• **Exercise input**:
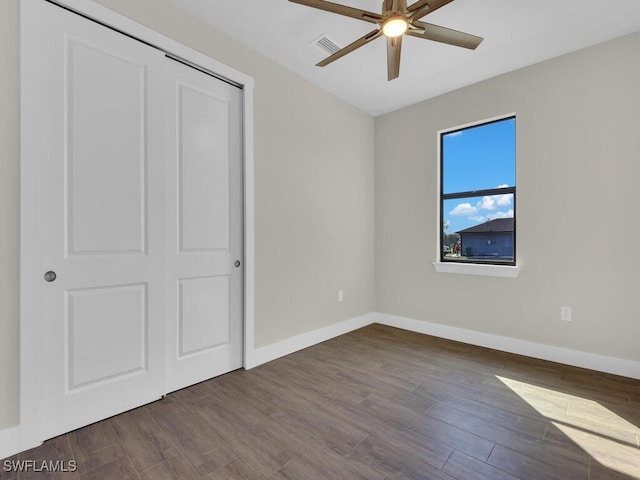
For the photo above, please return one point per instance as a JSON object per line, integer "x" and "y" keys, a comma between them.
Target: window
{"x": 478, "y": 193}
--
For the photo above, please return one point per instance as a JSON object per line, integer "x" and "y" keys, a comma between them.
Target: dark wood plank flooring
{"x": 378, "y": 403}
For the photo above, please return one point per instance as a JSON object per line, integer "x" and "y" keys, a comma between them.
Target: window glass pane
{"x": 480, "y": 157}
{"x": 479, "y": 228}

• **What this task involves**: Pull out every line of the listing above that contains the string "Target", treating uppercase and lowercase as different.

• **Result for this task**:
Target: window
Target: dark wood plank flooring
Target: window glass pane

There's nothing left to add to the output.